Gather every line of the data below that contains the word "dark" and copy each such line in full.

## Begin

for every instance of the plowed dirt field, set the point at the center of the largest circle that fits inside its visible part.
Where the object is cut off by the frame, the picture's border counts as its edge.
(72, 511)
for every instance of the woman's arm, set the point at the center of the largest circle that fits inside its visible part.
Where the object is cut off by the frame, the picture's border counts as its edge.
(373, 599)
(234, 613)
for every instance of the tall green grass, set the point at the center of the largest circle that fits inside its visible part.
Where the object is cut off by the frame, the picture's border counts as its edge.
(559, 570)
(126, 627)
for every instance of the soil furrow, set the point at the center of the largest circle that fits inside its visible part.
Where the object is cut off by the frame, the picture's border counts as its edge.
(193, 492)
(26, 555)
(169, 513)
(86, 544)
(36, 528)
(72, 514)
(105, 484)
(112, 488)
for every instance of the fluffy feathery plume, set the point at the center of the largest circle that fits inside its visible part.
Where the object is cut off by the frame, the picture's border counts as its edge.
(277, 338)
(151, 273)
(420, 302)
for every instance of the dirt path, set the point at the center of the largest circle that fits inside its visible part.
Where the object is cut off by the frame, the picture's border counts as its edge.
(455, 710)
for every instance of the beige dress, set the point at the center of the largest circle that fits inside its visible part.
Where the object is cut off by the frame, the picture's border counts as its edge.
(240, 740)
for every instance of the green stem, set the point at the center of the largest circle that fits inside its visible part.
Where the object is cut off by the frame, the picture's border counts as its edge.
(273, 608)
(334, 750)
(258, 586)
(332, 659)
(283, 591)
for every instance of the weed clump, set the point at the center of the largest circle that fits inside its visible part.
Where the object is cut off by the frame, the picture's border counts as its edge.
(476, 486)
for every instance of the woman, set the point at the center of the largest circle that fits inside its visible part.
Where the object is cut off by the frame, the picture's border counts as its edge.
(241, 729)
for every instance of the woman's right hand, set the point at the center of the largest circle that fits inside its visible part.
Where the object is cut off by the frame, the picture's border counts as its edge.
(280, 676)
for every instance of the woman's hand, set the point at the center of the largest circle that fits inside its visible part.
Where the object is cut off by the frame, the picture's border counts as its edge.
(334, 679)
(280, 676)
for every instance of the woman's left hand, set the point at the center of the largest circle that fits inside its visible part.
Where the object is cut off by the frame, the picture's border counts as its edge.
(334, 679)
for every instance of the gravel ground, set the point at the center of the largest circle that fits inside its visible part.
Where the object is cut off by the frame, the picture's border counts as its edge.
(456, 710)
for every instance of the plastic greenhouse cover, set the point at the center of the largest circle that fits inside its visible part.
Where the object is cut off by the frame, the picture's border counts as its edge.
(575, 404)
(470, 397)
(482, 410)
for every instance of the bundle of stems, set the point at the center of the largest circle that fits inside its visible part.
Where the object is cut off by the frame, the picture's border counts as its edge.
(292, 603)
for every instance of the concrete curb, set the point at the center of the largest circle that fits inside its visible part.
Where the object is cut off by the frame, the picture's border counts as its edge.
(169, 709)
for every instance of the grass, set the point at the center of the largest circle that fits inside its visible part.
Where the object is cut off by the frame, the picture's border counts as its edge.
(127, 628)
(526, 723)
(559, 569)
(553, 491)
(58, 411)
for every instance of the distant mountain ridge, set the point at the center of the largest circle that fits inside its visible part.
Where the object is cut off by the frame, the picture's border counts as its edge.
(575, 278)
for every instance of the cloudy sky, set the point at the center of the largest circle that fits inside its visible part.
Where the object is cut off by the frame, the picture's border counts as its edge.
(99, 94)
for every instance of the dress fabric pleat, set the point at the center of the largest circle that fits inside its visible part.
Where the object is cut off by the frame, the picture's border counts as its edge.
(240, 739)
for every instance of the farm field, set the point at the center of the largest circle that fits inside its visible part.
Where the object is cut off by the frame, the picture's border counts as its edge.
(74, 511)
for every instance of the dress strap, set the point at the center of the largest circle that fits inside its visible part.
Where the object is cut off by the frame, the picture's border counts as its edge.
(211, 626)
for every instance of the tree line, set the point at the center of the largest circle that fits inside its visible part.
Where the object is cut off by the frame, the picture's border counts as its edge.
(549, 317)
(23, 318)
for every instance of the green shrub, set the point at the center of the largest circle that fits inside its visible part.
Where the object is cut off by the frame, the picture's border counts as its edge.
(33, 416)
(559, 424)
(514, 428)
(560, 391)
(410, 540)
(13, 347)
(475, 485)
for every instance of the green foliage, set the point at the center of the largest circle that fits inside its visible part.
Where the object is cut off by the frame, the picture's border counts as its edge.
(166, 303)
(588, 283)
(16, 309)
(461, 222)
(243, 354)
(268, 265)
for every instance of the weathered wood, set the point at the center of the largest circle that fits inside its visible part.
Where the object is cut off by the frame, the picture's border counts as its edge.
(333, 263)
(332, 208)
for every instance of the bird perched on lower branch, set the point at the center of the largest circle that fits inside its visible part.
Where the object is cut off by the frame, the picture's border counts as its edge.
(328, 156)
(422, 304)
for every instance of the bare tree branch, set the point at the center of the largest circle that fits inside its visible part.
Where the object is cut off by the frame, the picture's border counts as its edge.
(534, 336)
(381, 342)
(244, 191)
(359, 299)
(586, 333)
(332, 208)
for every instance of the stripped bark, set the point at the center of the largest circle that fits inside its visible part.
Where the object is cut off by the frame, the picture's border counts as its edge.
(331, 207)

## End
## Begin

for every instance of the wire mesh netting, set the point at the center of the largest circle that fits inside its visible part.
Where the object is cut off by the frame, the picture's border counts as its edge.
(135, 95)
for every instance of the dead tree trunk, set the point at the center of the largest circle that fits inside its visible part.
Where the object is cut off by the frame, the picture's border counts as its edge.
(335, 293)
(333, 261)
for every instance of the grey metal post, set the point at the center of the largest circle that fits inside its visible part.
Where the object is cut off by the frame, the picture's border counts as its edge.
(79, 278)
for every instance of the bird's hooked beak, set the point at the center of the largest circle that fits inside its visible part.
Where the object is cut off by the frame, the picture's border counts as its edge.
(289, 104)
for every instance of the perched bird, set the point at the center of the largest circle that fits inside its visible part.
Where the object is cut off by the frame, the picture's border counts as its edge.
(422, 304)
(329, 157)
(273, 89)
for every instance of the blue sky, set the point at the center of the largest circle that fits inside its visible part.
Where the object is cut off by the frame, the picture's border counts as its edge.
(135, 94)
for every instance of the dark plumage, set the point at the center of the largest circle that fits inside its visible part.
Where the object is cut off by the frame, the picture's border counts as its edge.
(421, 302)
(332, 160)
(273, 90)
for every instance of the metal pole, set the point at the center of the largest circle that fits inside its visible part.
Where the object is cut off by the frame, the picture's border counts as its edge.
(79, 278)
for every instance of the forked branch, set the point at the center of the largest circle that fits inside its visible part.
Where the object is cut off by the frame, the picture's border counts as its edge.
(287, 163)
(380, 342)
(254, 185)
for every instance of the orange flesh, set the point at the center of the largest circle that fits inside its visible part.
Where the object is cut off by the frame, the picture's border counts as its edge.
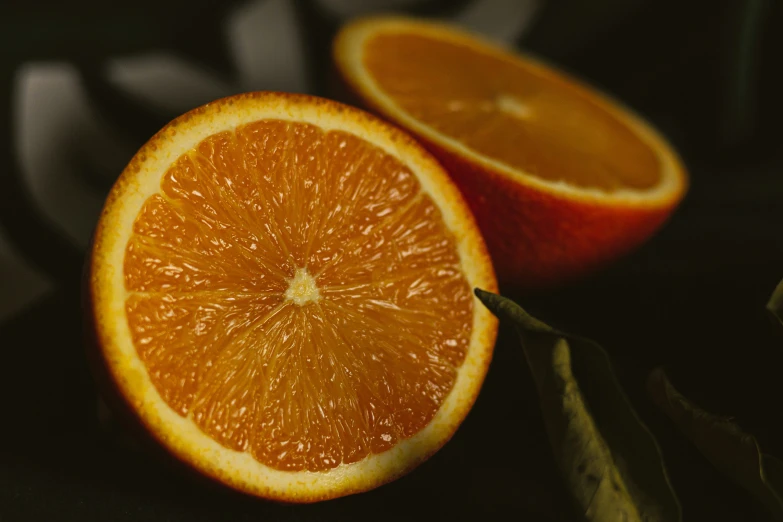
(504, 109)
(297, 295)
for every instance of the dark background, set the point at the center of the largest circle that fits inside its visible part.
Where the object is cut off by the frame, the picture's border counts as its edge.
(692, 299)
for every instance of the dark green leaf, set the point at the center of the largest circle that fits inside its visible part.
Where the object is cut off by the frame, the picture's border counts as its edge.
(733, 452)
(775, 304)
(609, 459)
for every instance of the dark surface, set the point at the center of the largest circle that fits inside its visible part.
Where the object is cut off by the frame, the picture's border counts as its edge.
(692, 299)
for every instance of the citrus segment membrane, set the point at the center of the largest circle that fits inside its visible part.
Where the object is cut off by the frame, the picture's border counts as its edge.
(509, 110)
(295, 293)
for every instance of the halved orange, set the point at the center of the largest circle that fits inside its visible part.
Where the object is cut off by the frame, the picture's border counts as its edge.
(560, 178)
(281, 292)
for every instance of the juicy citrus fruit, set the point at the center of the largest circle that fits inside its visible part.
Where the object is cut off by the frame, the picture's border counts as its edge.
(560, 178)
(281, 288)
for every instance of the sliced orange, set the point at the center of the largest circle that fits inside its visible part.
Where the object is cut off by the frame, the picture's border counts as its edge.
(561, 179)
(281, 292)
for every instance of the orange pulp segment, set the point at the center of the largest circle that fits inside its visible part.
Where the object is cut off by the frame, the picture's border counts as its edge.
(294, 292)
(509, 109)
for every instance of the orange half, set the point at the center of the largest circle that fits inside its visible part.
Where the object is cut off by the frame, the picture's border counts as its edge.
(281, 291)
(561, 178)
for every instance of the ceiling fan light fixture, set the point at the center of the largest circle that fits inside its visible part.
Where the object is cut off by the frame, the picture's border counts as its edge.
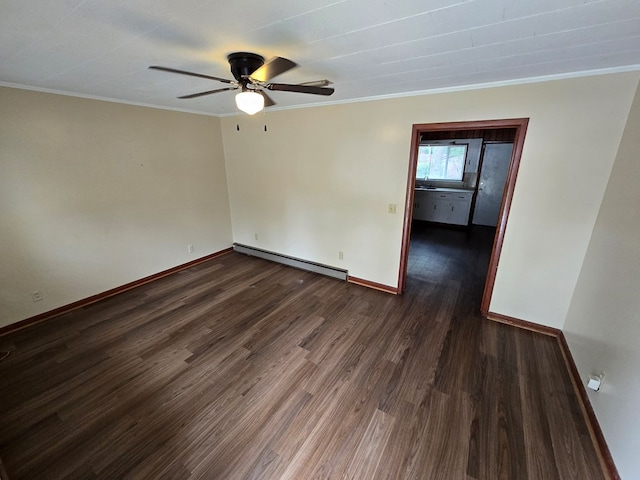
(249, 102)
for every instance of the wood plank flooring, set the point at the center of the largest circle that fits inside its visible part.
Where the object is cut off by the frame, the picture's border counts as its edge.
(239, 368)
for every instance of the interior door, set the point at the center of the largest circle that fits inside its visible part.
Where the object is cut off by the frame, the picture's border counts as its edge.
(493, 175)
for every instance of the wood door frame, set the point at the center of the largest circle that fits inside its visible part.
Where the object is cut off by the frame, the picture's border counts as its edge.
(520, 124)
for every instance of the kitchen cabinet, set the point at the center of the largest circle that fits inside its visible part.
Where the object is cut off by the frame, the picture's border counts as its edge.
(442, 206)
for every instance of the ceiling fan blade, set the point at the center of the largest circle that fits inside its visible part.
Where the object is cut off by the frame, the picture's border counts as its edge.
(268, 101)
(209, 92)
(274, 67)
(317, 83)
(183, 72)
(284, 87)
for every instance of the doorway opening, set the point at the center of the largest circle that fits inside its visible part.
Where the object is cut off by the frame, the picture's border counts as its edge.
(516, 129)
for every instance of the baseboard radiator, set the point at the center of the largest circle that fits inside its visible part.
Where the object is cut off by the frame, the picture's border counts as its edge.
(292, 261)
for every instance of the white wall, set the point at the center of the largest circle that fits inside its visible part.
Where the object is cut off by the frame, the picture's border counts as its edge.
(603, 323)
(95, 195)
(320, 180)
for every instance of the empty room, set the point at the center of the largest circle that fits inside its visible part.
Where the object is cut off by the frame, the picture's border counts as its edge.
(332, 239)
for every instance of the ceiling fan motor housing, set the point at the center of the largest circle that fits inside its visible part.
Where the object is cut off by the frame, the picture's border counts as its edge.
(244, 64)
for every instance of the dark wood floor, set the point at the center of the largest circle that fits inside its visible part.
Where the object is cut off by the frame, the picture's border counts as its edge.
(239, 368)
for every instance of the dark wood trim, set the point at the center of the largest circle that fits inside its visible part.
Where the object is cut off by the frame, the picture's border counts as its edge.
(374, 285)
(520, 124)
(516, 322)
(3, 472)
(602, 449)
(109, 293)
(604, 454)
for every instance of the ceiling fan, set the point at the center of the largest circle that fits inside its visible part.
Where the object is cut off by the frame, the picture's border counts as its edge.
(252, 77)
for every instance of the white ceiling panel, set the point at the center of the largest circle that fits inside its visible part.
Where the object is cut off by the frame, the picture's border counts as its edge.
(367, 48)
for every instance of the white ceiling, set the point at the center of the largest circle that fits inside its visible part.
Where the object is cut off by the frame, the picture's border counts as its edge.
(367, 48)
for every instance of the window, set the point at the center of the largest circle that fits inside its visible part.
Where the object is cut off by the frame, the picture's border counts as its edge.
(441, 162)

## End

Task solution -
for every instance of the dark plumage, set the point at the center of the largest circle that fits inside its visible part.
for every instance of the dark background, set the point at the center of the largest circle that fits inside its visible part.
for every instance of the dark green leaf, set the point at the center of the largest circle that fits inside its visible part.
for every instance of the dark surface, set the point at the center of the largest circle that fits inside its visible part.
for every instance of the dark wood floor, set the point at the center of the largest circle that fits inside its visible part.
for every instance of the dark wood trim, set the point at the center of the largest circle that fits inside its visible part.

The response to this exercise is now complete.